• WRITTEN EXERCISE
Every record should be repeated exactly, except that pictures are left out.

********************

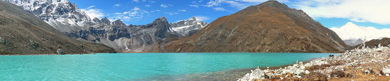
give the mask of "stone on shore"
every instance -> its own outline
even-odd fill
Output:
[[[1,37],[0,37],[0,43],[5,43],[5,40],[3,39]]]
[[[64,52],[64,50],[62,50],[62,49],[57,49],[57,54],[63,55],[65,54],[65,52]]]

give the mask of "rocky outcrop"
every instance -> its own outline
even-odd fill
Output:
[[[107,18],[101,20],[102,22],[108,20]],[[168,36],[182,36],[172,31],[164,17],[145,25],[126,26],[120,20],[117,20],[112,25],[98,24],[92,27],[88,30],[67,34],[80,40],[102,43],[117,50],[133,52],[141,52],[147,46]]]
[[[19,5],[64,32],[82,30],[91,19],[68,0],[3,0]]]
[[[270,0],[218,18],[156,51],[336,52],[347,47],[336,33],[303,11]]]
[[[110,24],[110,23],[111,23],[111,22],[110,21],[110,20],[108,20],[108,19],[107,18],[107,17],[105,17],[104,18],[102,18],[100,20],[100,22],[101,22],[100,24],[105,24],[109,25]]]
[[[120,26],[120,27],[126,27],[126,24],[123,22],[122,22],[122,21],[120,20],[117,20],[111,23],[111,24],[114,26]]]
[[[95,18],[94,18],[94,19],[93,19],[92,20],[94,21],[94,22],[95,22],[95,23],[99,23],[99,24],[101,23],[101,21],[100,21],[100,20],[99,19],[99,18],[98,18],[98,17],[95,17]]]
[[[195,34],[195,33],[196,33],[196,32],[199,30],[194,30],[192,31],[190,31],[190,32],[188,32],[185,34],[185,36],[191,36],[191,35],[194,35],[194,34]]]
[[[343,41],[344,41],[347,45],[349,46],[356,46],[360,44],[363,43],[364,42],[364,41],[362,40],[362,39],[348,39],[348,40],[344,40]]]
[[[356,49],[330,58],[317,58],[306,64],[300,62],[284,68],[265,70],[258,68],[237,81],[312,81],[311,78],[318,80],[318,77],[309,75],[312,72],[323,74],[326,75],[325,79],[334,79],[336,81],[370,81],[372,79],[386,81],[390,78],[379,78],[390,74],[390,63],[386,62],[390,61],[386,59],[390,57],[389,53],[390,48],[388,47]],[[266,76],[260,77],[256,76],[263,75],[265,73],[268,73]]]
[[[4,39],[2,39],[1,37],[0,37],[0,43],[5,43],[5,40],[4,40]]]
[[[200,30],[207,23],[200,21],[195,17],[193,17],[186,20],[182,20],[178,22],[170,23],[173,31],[184,36],[189,36],[189,32],[192,30]],[[194,31],[193,31],[194,32]]]
[[[64,55],[64,54],[65,54],[65,52],[64,52],[64,50],[62,50],[62,49],[57,49],[57,54],[59,54],[59,55]]]
[[[60,49],[69,54],[115,51],[103,44],[69,37],[11,3],[0,0],[0,37],[6,40],[0,44],[0,55],[55,54]]]

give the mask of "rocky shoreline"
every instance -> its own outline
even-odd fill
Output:
[[[388,81],[390,49],[362,48],[279,69],[251,70],[237,81]]]

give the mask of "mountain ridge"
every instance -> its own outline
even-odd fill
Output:
[[[147,52],[337,52],[347,45],[302,10],[270,0],[219,17],[194,35]]]
[[[20,7],[0,0],[0,54],[112,53],[100,44],[80,41],[67,36]]]

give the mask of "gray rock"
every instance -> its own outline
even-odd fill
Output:
[[[383,74],[390,74],[390,68],[386,68],[382,70]]]
[[[272,73],[268,73],[267,74],[267,75],[268,75],[268,77],[269,77],[269,79],[271,79],[271,78],[272,78],[272,76],[275,76],[275,75]]]
[[[122,21],[120,21],[120,20],[115,20],[115,21],[114,21],[112,23],[111,23],[111,24],[112,24],[114,26],[119,26],[119,27],[125,27],[125,26],[126,26],[126,24],[125,24],[123,22],[122,22]]]
[[[101,24],[110,24],[111,21],[110,21],[110,20],[108,20],[108,19],[107,19],[106,17],[101,19],[100,20],[100,22]]]
[[[99,18],[98,18],[98,17],[95,17],[95,18],[94,18],[94,19],[93,19],[92,20],[97,23],[101,23],[101,21],[100,21],[100,19],[99,19]]]
[[[62,50],[62,49],[57,49],[57,54],[63,55],[65,54],[65,52],[64,52],[64,50]]]
[[[364,73],[370,74],[371,72],[369,70],[364,70]]]
[[[375,74],[381,74],[380,72],[376,69],[372,69],[372,71],[374,72],[374,73]]]
[[[250,79],[264,79],[265,77],[265,73],[264,71],[260,69],[256,69],[251,73]],[[252,79],[253,80],[253,79]]]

********************

• THE ANSWER
give the mask of "stone on shore"
every instance -> its own outline
even-odd fill
Output:
[[[1,37],[0,37],[0,43],[5,43],[5,40],[3,39]]]
[[[64,52],[64,50],[62,50],[62,49],[57,49],[57,54],[63,55],[65,54],[65,52]]]

give the mask of "rocky outcrop"
every instance -> its own outline
even-odd fill
Output:
[[[107,18],[101,20],[102,22],[108,20]],[[168,36],[182,36],[172,31],[164,17],[145,25],[126,26],[120,20],[117,20],[112,25],[98,24],[92,27],[88,30],[67,34],[80,40],[102,43],[117,50],[133,52],[141,52],[147,46]]]
[[[19,5],[64,32],[82,30],[91,19],[68,0],[3,0]]]
[[[270,0],[218,18],[156,51],[336,52],[347,47],[336,33],[303,11]]]
[[[110,24],[110,23],[111,23],[111,22],[110,21],[110,20],[108,20],[108,19],[107,18],[107,17],[105,17],[104,18],[102,18],[100,20],[100,22],[101,22],[100,24],[105,24],[109,25]]]
[[[120,26],[120,27],[126,27],[126,24],[123,22],[122,22],[122,21],[120,20],[117,20],[111,23],[111,24],[114,26]]]
[[[95,18],[94,18],[94,19],[93,19],[92,20],[94,21],[94,22],[95,22],[95,23],[99,23],[99,24],[101,23],[101,21],[100,21],[100,20],[99,19],[99,18],[98,18],[98,17],[95,17]]]
[[[195,34],[195,33],[196,33],[196,32],[199,30],[194,30],[192,31],[190,31],[190,32],[188,32],[185,34],[185,36],[191,36],[191,35],[194,35],[194,34]]]
[[[343,41],[344,41],[347,45],[349,46],[356,46],[360,44],[363,43],[364,42],[364,41],[362,40],[362,39],[348,39],[348,40],[344,40]]]
[[[356,49],[330,58],[317,58],[306,64],[300,62],[284,68],[265,70],[258,68],[237,81],[312,81],[311,78],[318,80],[318,77],[309,75],[312,72],[323,74],[326,75],[325,79],[334,79],[336,81],[370,81],[372,79],[386,81],[390,78],[379,78],[390,74],[390,63],[386,62],[390,61],[386,59],[390,57],[389,53],[390,48],[388,47]],[[266,76],[260,77],[256,76],[263,75],[265,73],[268,73]]]
[[[4,39],[2,39],[1,37],[0,37],[0,43],[5,43],[5,40],[4,40]]]
[[[200,30],[207,23],[200,21],[195,17],[193,17],[186,20],[182,20],[178,22],[170,23],[173,31],[184,36],[189,36],[189,32],[192,30]],[[194,31],[193,31],[194,32]]]
[[[64,55],[64,54],[65,54],[65,52],[64,52],[64,50],[62,50],[62,49],[57,49],[57,54],[59,54],[59,55]]]
[[[60,49],[69,54],[115,51],[103,44],[69,37],[11,3],[0,0],[0,37],[6,40],[0,44],[0,55],[55,54]]]

give the mask of "rocky shoreline"
every instance -> its own outline
even-odd fill
Output:
[[[388,81],[390,49],[362,48],[279,69],[251,70],[237,81]]]

give the mask of "mountain ridge"
every instance -> its own outline
even-odd fill
Output:
[[[147,52],[337,52],[347,45],[302,10],[270,0],[219,17],[194,35]]]
[[[20,7],[0,0],[0,54],[112,53],[100,44],[80,41],[67,36]]]

give the mask of "gray rock"
every instance -> its own outline
even-odd fill
Output:
[[[383,74],[390,74],[390,68],[386,68],[382,70]]]
[[[272,73],[268,73],[267,74],[267,75],[268,75],[268,77],[269,77],[269,79],[271,79],[271,78],[272,78],[272,76],[275,76],[275,75]]]
[[[122,21],[120,21],[120,20],[115,20],[115,21],[114,21],[112,23],[111,23],[111,24],[112,24],[114,26],[119,26],[119,27],[125,27],[125,26],[126,26],[126,24],[125,24],[123,22],[122,22]]]
[[[101,24],[110,24],[111,21],[110,21],[110,20],[108,20],[108,19],[107,19],[106,17],[101,19],[100,20],[100,22]]]
[[[99,18],[98,18],[98,17],[95,17],[95,18],[94,18],[94,19],[93,19],[92,20],[97,23],[101,23],[101,21],[100,21],[100,19],[99,19]]]
[[[62,50],[62,49],[57,49],[57,54],[63,55],[65,54],[65,52],[64,52],[64,50]]]
[[[364,73],[370,74],[371,72],[369,70],[364,70]]]
[[[375,74],[381,74],[380,72],[376,69],[372,69],[372,71],[374,72],[374,73]]]
[[[250,79],[264,79],[265,77],[265,73],[264,71],[260,69],[256,69],[251,73]],[[252,79],[253,80],[253,79]]]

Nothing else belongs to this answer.